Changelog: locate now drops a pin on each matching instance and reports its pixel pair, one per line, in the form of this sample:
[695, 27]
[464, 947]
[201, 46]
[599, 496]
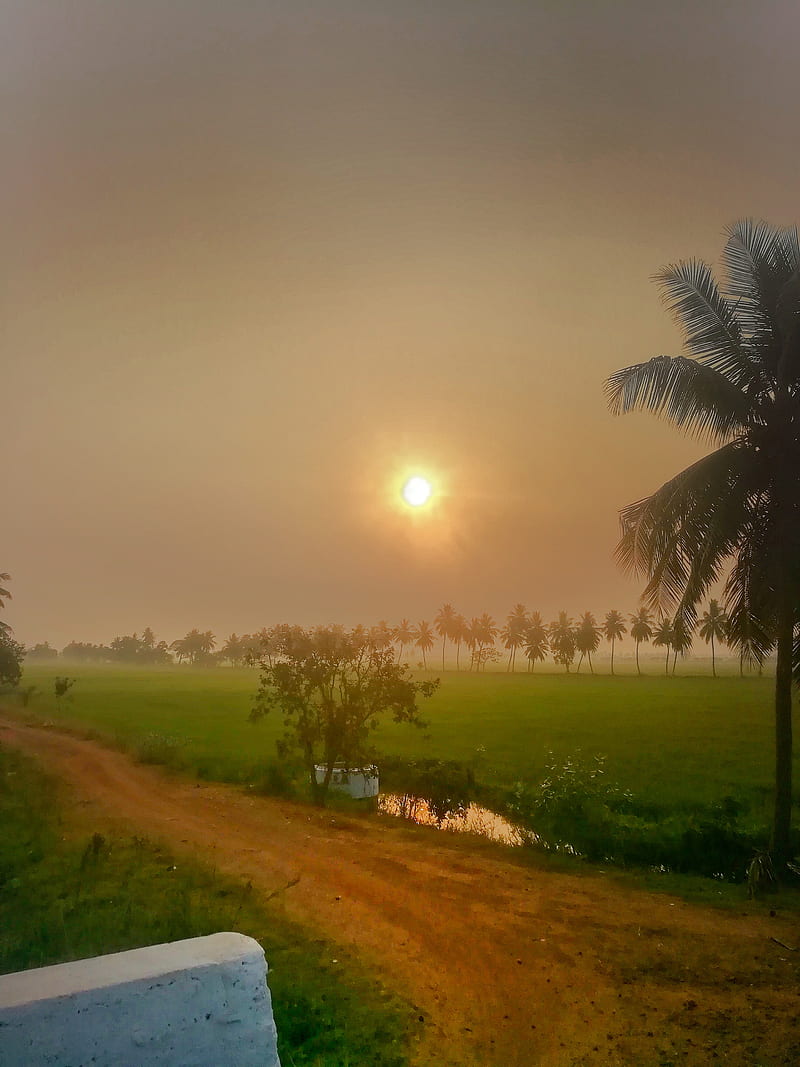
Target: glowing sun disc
[416, 491]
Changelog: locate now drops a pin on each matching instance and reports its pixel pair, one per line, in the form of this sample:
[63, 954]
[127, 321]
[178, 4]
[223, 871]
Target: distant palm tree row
[475, 640]
[563, 638]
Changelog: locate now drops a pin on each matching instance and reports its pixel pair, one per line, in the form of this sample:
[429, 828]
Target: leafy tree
[714, 627]
[403, 635]
[562, 640]
[42, 652]
[445, 625]
[424, 640]
[62, 687]
[587, 638]
[332, 686]
[85, 652]
[512, 634]
[641, 630]
[12, 654]
[380, 635]
[234, 650]
[537, 645]
[662, 638]
[737, 510]
[613, 627]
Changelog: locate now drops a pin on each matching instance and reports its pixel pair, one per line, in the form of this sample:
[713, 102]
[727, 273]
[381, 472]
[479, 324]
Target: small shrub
[447, 785]
[26, 694]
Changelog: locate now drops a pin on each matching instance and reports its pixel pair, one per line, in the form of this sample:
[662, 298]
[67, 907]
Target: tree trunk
[782, 822]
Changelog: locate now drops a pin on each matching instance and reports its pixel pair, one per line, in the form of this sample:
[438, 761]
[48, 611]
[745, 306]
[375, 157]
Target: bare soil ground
[506, 964]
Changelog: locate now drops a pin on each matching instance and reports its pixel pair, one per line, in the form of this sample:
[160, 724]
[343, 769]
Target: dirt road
[509, 965]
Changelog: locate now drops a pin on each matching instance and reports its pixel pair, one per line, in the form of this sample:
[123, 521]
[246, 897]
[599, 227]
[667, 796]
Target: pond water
[472, 819]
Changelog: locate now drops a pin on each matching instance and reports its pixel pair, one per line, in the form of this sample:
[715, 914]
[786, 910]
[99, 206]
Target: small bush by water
[579, 808]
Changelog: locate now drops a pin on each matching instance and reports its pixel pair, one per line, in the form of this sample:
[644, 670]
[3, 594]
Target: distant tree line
[474, 641]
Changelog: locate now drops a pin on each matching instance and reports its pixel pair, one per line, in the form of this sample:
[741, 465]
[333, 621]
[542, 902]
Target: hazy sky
[262, 258]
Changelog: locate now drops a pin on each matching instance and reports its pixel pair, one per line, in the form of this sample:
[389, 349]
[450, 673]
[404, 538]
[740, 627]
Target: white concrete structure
[358, 782]
[196, 1003]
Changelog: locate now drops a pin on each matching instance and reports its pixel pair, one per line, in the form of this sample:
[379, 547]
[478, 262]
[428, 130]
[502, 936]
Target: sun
[417, 491]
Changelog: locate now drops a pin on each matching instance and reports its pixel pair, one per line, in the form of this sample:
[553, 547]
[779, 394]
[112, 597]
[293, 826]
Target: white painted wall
[197, 1003]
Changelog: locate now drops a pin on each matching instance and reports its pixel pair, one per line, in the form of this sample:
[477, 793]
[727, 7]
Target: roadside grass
[67, 893]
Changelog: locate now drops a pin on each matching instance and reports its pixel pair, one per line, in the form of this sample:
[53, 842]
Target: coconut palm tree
[4, 594]
[512, 634]
[537, 645]
[562, 640]
[682, 638]
[641, 630]
[402, 635]
[714, 626]
[424, 640]
[444, 624]
[587, 638]
[380, 635]
[737, 510]
[459, 636]
[613, 627]
[486, 634]
[662, 637]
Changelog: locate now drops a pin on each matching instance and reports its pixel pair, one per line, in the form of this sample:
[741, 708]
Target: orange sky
[259, 259]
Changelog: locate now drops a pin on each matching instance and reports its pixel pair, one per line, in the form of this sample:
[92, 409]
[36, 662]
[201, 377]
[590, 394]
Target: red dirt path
[509, 965]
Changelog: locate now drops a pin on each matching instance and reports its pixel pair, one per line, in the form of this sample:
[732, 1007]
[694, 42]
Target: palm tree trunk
[782, 822]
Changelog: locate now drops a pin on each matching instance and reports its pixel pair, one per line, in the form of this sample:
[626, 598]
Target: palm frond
[713, 333]
[681, 536]
[690, 394]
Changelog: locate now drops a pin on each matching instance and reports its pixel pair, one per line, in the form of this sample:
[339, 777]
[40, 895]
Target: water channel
[472, 819]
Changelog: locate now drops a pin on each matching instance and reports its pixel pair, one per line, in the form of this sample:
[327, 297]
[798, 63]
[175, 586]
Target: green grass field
[674, 742]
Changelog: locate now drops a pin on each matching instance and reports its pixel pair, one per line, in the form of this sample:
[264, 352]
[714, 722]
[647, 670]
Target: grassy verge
[67, 893]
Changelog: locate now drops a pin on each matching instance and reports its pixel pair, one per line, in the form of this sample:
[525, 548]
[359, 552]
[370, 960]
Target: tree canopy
[734, 515]
[332, 686]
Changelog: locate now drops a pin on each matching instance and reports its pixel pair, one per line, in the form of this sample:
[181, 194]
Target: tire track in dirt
[510, 966]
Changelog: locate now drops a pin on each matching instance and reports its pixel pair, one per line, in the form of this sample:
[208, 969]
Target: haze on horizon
[261, 261]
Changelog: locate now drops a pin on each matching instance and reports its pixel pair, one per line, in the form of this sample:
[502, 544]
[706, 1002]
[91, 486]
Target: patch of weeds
[157, 748]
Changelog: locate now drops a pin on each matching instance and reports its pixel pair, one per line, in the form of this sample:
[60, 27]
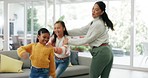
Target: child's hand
[24, 55]
[65, 42]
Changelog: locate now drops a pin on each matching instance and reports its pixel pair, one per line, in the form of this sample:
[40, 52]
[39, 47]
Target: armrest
[84, 60]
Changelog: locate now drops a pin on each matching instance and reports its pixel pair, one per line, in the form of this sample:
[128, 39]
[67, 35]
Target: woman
[96, 35]
[61, 51]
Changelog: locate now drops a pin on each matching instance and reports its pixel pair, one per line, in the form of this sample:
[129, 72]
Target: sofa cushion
[8, 64]
[25, 74]
[73, 71]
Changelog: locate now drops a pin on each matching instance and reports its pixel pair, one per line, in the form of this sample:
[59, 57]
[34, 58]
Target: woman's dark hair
[41, 31]
[64, 33]
[104, 15]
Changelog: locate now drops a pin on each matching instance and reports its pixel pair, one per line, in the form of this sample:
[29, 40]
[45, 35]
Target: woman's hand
[25, 55]
[65, 42]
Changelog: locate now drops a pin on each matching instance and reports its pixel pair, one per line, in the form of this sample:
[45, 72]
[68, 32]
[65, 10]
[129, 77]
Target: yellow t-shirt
[40, 55]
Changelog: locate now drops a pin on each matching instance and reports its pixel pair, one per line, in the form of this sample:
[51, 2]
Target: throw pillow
[8, 64]
[74, 58]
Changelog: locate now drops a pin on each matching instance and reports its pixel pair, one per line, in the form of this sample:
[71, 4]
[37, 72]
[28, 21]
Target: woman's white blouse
[95, 34]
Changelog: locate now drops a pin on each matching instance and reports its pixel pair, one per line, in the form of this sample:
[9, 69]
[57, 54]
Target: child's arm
[52, 64]
[21, 51]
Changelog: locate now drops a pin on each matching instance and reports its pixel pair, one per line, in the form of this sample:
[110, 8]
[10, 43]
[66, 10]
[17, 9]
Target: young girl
[62, 51]
[41, 56]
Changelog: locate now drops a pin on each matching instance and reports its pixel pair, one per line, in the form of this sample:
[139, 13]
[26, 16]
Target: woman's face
[44, 38]
[59, 30]
[96, 11]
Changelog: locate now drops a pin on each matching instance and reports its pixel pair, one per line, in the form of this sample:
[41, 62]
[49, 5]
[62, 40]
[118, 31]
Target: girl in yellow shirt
[41, 56]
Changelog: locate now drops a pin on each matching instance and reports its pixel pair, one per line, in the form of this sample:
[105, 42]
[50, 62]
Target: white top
[95, 34]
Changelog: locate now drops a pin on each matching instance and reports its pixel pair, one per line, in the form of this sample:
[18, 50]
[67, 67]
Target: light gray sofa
[75, 71]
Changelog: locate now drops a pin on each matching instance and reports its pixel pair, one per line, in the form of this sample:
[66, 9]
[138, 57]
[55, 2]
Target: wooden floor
[123, 73]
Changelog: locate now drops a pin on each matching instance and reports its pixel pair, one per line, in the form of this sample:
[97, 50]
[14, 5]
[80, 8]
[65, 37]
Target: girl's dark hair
[64, 33]
[41, 31]
[104, 15]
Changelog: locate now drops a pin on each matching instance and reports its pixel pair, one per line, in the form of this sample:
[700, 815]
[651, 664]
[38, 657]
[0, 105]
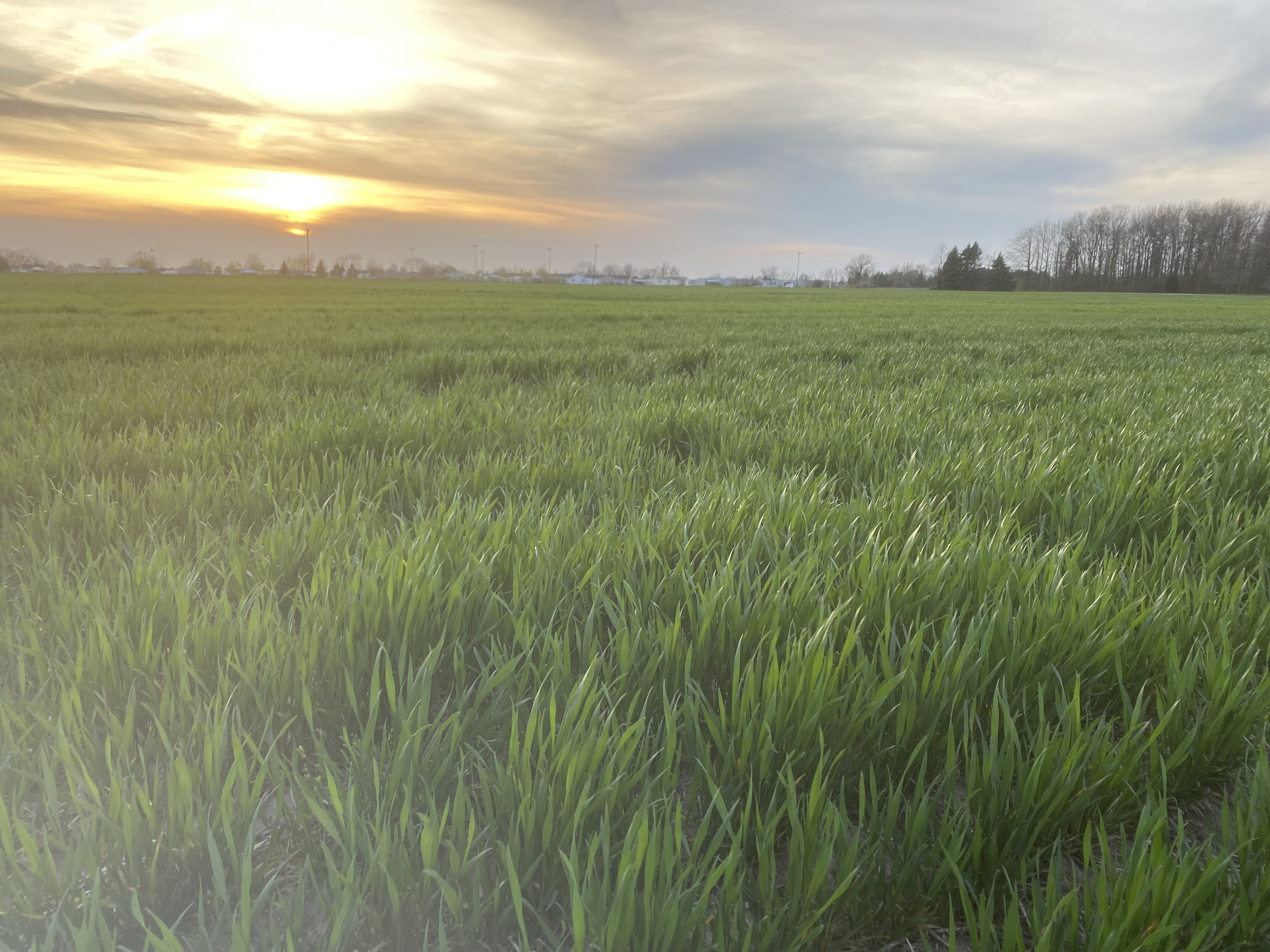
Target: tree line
[1194, 248]
[964, 271]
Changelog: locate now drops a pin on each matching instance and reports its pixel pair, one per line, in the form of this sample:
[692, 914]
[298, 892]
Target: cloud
[826, 124]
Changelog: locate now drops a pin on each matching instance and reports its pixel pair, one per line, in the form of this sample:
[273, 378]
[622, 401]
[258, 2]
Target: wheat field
[401, 616]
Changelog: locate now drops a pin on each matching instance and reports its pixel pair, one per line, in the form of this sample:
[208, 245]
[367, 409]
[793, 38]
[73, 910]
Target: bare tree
[1199, 247]
[145, 261]
[859, 269]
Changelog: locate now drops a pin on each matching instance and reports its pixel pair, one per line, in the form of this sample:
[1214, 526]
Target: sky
[719, 136]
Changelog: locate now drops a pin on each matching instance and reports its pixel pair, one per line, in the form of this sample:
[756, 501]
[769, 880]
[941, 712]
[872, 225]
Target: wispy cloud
[806, 121]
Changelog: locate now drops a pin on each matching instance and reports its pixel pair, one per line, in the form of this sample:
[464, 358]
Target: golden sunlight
[294, 195]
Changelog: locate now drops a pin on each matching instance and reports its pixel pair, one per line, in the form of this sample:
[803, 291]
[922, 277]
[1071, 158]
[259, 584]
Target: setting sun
[294, 193]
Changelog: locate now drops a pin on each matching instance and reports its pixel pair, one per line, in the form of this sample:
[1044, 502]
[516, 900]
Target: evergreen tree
[1000, 277]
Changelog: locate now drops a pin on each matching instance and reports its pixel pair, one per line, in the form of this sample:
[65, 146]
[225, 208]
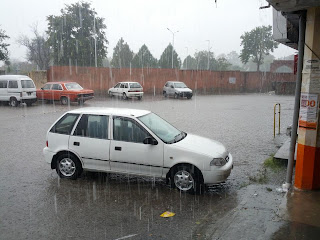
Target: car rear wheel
[187, 179]
[13, 102]
[165, 94]
[68, 166]
[64, 100]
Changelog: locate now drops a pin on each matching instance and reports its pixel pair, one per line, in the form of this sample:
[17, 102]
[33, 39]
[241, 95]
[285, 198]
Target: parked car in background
[136, 142]
[176, 90]
[16, 89]
[127, 90]
[65, 92]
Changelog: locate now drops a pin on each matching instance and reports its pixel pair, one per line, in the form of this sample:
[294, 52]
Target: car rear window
[135, 85]
[73, 86]
[27, 84]
[65, 124]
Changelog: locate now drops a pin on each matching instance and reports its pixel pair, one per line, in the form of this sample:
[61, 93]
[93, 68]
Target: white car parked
[126, 90]
[16, 89]
[136, 142]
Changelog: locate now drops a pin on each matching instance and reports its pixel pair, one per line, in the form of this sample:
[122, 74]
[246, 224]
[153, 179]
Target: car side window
[65, 124]
[13, 84]
[47, 87]
[56, 87]
[3, 84]
[93, 126]
[128, 130]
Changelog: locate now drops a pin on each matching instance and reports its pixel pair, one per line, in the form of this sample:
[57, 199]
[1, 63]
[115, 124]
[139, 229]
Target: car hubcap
[183, 180]
[67, 167]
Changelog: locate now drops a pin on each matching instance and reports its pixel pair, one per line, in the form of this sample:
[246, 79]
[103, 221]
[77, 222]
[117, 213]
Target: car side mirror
[150, 140]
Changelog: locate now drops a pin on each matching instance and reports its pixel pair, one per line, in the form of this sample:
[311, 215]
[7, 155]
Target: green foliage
[203, 63]
[166, 58]
[256, 44]
[38, 51]
[3, 46]
[122, 55]
[144, 58]
[189, 63]
[72, 36]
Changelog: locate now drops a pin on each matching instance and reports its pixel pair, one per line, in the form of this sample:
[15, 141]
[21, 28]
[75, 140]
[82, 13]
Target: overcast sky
[146, 22]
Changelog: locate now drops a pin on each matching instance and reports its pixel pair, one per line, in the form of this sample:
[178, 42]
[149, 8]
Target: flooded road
[36, 204]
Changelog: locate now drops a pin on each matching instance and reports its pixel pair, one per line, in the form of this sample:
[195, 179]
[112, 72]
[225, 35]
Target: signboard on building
[308, 117]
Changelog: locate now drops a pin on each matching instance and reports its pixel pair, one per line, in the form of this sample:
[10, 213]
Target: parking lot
[36, 204]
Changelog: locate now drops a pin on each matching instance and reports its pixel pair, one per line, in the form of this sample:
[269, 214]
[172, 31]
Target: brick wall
[153, 79]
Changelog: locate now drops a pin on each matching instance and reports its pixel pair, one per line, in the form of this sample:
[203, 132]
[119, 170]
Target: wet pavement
[36, 204]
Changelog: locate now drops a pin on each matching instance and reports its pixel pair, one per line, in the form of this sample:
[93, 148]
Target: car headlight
[218, 162]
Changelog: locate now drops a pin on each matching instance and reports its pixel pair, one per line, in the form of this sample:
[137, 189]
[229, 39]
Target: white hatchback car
[126, 90]
[136, 142]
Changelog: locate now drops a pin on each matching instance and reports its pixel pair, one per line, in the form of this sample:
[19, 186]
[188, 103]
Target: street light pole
[208, 51]
[187, 58]
[95, 41]
[172, 45]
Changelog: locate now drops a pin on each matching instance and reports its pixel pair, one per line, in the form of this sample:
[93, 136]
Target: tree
[189, 63]
[256, 44]
[202, 61]
[223, 64]
[77, 36]
[38, 51]
[165, 60]
[122, 55]
[144, 58]
[3, 46]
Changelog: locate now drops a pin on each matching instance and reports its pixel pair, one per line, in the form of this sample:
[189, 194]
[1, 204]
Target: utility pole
[208, 52]
[172, 45]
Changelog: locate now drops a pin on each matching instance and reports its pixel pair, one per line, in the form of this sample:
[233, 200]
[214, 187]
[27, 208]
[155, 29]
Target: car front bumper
[218, 174]
[134, 94]
[185, 94]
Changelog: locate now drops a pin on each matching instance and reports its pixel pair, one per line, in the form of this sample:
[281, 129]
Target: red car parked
[65, 92]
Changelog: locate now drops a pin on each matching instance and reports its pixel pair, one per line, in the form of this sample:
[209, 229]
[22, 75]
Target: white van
[17, 89]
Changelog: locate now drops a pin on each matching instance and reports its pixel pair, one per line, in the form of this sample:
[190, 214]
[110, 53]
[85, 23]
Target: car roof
[175, 82]
[60, 82]
[111, 111]
[15, 77]
[128, 82]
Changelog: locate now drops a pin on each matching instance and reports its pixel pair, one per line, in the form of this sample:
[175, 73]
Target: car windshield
[180, 85]
[73, 86]
[27, 84]
[135, 85]
[164, 130]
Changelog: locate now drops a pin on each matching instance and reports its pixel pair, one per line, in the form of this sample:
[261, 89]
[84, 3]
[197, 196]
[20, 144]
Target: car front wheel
[64, 100]
[68, 166]
[13, 102]
[187, 179]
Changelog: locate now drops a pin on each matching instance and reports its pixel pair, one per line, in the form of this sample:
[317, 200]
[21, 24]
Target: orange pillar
[307, 174]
━━━
= What to work on =
Count the lines in the records above that contain the string "front", matching case exactly. Give only the number.

= Solution =
2